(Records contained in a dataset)
■ ■ ■ ■

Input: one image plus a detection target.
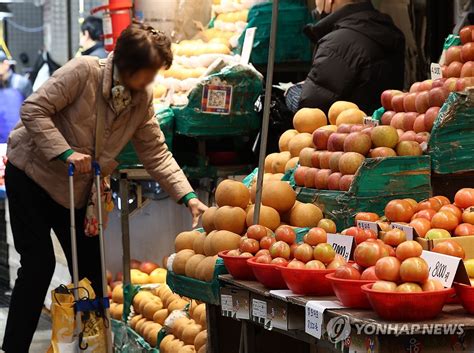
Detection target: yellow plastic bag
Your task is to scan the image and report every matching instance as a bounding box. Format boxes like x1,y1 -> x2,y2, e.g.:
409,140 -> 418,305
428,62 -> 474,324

■ ■ ■ ■

• EXERCISE: Your answer should hold every record above, printed exactly and free of pictures.

• TASK SOLUTION:
Input: one image plus a detection target.
Detection target: yellow plastic bag
Your task is to scan the image and report every matching instance as a bounding box. Format boxes like x1,y1 -> x2,y2, e.g.:
409,140 -> 418,305
428,62 -> 474,324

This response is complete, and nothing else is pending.